### STATED GOAL:
Give back exactly the lines from the one containing "of the patch" through the end of the records, including both, and no others.

### PROVIDED MATERIAL:

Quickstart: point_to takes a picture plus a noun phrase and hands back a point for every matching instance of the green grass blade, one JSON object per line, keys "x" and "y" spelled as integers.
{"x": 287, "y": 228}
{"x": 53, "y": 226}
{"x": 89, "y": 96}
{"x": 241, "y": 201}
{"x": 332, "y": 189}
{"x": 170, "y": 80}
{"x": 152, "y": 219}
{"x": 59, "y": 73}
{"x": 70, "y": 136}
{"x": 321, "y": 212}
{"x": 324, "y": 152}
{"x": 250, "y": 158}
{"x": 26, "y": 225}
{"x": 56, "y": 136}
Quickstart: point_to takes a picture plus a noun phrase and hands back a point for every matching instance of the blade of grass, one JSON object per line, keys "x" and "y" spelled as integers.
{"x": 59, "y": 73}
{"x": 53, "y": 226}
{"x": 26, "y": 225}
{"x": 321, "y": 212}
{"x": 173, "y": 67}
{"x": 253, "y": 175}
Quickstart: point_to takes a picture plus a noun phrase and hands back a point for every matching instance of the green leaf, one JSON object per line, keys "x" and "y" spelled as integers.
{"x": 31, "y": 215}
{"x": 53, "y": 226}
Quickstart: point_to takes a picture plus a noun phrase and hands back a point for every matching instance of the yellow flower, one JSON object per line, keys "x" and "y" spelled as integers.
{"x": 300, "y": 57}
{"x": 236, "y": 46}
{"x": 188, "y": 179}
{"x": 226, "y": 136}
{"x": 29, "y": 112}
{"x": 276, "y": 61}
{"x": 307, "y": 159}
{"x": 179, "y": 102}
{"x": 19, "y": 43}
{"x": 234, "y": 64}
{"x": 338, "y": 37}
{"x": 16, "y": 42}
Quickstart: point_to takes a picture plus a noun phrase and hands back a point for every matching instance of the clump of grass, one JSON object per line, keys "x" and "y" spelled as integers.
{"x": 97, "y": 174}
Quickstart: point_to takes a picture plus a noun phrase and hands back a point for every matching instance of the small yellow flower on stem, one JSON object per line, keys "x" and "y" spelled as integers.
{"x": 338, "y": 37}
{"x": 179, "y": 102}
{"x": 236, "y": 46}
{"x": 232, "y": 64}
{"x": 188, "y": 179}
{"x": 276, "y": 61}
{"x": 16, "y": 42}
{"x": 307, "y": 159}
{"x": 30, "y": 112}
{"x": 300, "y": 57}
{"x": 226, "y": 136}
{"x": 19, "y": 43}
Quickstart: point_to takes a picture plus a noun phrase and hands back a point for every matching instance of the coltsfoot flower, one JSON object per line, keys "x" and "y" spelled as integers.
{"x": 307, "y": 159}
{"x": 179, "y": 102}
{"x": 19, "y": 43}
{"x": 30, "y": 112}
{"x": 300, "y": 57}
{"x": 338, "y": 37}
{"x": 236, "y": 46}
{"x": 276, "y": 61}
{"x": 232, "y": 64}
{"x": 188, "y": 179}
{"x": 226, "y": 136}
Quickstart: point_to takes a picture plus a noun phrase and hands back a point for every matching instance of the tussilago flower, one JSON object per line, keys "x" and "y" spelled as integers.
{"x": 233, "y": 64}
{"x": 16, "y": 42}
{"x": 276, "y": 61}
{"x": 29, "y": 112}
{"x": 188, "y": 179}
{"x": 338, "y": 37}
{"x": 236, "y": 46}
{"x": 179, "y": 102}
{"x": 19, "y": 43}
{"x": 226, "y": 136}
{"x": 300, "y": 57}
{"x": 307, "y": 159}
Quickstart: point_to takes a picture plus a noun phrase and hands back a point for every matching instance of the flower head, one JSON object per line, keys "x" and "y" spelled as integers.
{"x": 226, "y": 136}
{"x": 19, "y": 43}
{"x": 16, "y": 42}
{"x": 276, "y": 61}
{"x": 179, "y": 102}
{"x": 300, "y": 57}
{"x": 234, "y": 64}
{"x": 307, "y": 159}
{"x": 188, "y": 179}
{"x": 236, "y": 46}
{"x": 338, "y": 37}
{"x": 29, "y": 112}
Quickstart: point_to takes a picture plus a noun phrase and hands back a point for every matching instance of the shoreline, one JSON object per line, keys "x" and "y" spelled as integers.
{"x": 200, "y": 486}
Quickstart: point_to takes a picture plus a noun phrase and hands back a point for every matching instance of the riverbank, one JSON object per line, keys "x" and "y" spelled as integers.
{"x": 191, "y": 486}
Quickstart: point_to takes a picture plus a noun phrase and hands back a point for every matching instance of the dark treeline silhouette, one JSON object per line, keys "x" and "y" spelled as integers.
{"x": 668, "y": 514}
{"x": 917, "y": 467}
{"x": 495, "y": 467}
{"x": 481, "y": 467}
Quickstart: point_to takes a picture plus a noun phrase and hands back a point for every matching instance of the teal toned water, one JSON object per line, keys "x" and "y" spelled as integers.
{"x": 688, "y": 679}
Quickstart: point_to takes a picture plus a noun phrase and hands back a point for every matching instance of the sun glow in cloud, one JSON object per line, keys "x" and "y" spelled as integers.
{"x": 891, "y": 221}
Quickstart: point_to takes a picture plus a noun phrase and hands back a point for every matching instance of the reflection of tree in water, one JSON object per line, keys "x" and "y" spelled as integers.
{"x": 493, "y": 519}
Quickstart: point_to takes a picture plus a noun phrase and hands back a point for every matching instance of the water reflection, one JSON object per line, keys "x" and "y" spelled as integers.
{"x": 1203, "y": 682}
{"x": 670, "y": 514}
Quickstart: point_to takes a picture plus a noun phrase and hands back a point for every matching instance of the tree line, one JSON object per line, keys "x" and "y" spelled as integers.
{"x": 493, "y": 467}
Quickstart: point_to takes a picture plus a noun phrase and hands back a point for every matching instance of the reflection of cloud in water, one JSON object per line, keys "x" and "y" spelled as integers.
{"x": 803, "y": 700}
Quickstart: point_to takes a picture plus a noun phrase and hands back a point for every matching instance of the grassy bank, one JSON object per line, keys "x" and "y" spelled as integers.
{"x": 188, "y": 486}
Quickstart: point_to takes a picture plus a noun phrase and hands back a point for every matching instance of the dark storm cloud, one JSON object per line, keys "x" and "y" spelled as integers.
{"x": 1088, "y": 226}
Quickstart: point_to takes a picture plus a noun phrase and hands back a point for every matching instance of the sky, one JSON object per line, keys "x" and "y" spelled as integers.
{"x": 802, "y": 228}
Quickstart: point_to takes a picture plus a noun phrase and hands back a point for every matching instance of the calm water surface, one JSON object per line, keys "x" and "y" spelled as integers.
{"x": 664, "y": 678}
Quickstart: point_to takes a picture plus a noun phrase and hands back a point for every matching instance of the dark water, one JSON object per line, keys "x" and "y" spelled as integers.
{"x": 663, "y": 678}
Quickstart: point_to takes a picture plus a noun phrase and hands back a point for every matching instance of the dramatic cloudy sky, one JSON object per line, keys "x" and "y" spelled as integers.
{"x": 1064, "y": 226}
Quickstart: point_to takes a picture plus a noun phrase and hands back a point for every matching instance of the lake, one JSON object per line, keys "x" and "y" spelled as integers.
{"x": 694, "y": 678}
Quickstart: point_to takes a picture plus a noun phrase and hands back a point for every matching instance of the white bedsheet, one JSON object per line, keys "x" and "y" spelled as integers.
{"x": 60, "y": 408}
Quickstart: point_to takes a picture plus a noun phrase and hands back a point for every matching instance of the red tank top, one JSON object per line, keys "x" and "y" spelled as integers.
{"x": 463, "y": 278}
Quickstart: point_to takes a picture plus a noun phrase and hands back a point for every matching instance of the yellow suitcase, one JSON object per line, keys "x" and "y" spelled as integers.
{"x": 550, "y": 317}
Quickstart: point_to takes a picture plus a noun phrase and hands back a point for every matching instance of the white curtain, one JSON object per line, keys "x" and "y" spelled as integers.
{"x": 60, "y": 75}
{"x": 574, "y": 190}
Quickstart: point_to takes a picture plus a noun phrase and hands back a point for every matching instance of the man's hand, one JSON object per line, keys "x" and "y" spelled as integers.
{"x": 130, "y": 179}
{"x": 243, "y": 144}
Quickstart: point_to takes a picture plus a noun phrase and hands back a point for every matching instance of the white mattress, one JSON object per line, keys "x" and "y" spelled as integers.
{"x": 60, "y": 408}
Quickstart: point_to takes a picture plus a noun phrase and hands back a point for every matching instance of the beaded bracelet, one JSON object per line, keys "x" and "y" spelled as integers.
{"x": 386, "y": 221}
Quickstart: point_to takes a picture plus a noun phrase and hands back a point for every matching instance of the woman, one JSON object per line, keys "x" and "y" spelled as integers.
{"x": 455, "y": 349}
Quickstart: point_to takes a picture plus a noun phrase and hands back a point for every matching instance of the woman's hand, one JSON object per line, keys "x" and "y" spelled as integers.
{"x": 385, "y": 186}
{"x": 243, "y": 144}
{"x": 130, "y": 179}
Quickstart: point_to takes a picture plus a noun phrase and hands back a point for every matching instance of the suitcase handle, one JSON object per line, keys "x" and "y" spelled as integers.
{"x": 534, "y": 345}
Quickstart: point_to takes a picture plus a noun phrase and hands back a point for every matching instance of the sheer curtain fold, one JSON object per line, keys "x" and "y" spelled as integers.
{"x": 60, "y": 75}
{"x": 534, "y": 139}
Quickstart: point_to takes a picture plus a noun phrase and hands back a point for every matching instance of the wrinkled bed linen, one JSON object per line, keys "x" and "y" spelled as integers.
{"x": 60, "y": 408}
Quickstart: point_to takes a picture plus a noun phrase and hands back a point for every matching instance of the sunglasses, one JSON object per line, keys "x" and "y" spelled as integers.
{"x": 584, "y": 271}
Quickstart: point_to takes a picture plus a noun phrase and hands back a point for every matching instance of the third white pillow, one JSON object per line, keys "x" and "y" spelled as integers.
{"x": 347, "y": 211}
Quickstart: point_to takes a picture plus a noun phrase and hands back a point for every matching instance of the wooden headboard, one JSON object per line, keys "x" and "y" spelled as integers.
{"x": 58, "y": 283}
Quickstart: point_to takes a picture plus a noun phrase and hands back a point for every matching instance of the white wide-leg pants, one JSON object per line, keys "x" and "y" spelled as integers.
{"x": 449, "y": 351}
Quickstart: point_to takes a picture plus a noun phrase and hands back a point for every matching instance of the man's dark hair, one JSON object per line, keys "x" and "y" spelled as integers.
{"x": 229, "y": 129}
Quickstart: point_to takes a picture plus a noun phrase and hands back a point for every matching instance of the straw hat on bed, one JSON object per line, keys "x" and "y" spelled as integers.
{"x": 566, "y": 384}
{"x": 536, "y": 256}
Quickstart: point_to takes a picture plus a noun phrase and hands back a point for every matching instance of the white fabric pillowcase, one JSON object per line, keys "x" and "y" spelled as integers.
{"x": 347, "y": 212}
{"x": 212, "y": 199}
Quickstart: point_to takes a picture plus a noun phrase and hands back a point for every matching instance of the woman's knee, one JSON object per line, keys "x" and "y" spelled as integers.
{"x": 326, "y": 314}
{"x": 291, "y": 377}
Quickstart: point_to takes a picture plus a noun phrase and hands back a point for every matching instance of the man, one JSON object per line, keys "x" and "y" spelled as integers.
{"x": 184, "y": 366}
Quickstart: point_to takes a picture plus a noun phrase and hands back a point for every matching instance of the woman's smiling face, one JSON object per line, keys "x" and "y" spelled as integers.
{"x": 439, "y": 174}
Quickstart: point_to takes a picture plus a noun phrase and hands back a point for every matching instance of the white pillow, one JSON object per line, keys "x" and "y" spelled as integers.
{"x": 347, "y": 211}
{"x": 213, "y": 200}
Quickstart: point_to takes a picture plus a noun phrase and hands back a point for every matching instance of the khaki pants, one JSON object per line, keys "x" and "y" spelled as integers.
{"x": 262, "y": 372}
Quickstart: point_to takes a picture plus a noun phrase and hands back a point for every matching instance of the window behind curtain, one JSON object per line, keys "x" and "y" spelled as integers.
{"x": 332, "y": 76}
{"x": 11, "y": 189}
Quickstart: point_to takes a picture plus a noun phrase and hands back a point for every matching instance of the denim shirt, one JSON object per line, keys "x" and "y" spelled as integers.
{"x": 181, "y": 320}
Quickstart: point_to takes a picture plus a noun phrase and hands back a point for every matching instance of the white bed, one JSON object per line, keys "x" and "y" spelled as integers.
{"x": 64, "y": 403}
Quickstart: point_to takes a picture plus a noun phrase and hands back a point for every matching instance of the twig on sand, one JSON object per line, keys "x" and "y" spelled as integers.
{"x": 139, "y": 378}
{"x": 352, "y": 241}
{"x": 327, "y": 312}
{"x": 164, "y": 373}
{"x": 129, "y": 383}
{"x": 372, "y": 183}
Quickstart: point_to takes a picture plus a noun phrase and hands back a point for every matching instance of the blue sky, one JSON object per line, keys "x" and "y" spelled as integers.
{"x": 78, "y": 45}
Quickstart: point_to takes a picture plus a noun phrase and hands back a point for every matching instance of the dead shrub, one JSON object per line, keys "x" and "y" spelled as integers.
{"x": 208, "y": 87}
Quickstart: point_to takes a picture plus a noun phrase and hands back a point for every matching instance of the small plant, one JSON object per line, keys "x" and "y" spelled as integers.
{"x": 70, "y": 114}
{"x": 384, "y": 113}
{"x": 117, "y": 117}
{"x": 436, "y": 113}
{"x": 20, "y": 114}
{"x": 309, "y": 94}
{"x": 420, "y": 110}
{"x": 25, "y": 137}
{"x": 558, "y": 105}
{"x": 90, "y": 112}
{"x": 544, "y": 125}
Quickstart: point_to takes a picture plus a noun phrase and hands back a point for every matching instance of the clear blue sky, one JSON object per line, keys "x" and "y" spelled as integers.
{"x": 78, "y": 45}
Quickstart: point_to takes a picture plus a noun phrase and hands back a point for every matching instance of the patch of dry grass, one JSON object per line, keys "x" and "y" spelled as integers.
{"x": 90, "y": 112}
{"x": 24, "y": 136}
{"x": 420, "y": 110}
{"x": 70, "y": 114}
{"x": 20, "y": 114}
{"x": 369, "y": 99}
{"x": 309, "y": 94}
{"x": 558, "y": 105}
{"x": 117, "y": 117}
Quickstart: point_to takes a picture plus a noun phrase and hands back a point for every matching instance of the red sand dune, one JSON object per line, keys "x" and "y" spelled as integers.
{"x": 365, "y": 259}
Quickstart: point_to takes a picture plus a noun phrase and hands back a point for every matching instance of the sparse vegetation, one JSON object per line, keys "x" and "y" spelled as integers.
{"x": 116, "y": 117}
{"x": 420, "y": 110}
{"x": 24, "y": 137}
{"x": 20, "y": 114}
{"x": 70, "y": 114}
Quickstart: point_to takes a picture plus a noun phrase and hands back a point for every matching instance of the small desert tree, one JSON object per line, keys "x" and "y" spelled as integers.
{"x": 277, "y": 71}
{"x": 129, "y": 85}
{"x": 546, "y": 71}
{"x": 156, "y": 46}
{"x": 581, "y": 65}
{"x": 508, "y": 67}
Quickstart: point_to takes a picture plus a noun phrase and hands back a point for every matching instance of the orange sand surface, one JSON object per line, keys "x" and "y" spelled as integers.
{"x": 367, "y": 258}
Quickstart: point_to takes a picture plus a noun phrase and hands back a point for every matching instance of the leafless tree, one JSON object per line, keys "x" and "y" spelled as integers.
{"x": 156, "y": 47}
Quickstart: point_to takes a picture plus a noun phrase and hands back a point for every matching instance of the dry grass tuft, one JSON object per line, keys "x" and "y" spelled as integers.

### PROBLEM SOLUTION:
Quickstart: point_to takes a picture plus a noun phrase and hands back a point for every matching instance of the patch of dry grass, one JSON object per line, keys "x" and "y" spelled as integers.
{"x": 90, "y": 112}
{"x": 24, "y": 136}
{"x": 420, "y": 110}
{"x": 70, "y": 114}
{"x": 20, "y": 114}
{"x": 369, "y": 99}
{"x": 309, "y": 94}
{"x": 558, "y": 105}
{"x": 117, "y": 117}
Quickstart: point_to takes a picture plus a noun phrase and hands back a point for every matching instance of the red sand dune, one JSON object per line, keys "x" and "y" spelled as integers.
{"x": 365, "y": 259}
Quickstart: point_to takes a picture plus a noun phrase and hands back a point for every matching instance of the sparse vegetation, one JSON object per line, keys "x" and "y" spelled as integers.
{"x": 116, "y": 117}
{"x": 420, "y": 110}
{"x": 24, "y": 137}
{"x": 20, "y": 114}
{"x": 70, "y": 114}
Quickstart: point_to takes a picture plus a noun phrase and hands back a point for every matching instance of the small desert tree, one JSON object per line, keys "x" and "y" spelled as integers.
{"x": 277, "y": 71}
{"x": 129, "y": 85}
{"x": 546, "y": 71}
{"x": 156, "y": 46}
{"x": 581, "y": 65}
{"x": 508, "y": 67}
Quickstart: point_to takes a picture plus a noun phrase and hands back a point for every matching instance of the orange sand surface, one JSON object per line, keys "x" and "y" spelled as integers.
{"x": 367, "y": 258}
Quickstart: point_to takes a picture plus a noun phrase and hands back a point for every matching instance of the leafless tree, one JSON object per line, keys "x" and "y" spelled as integers.
{"x": 156, "y": 47}
Quickstart: point_to takes a picture plus a noun phrase and hands back a point for every matching instance of the dry grass tuft, one JSON object per line, keys "x" and "y" spelled as integers.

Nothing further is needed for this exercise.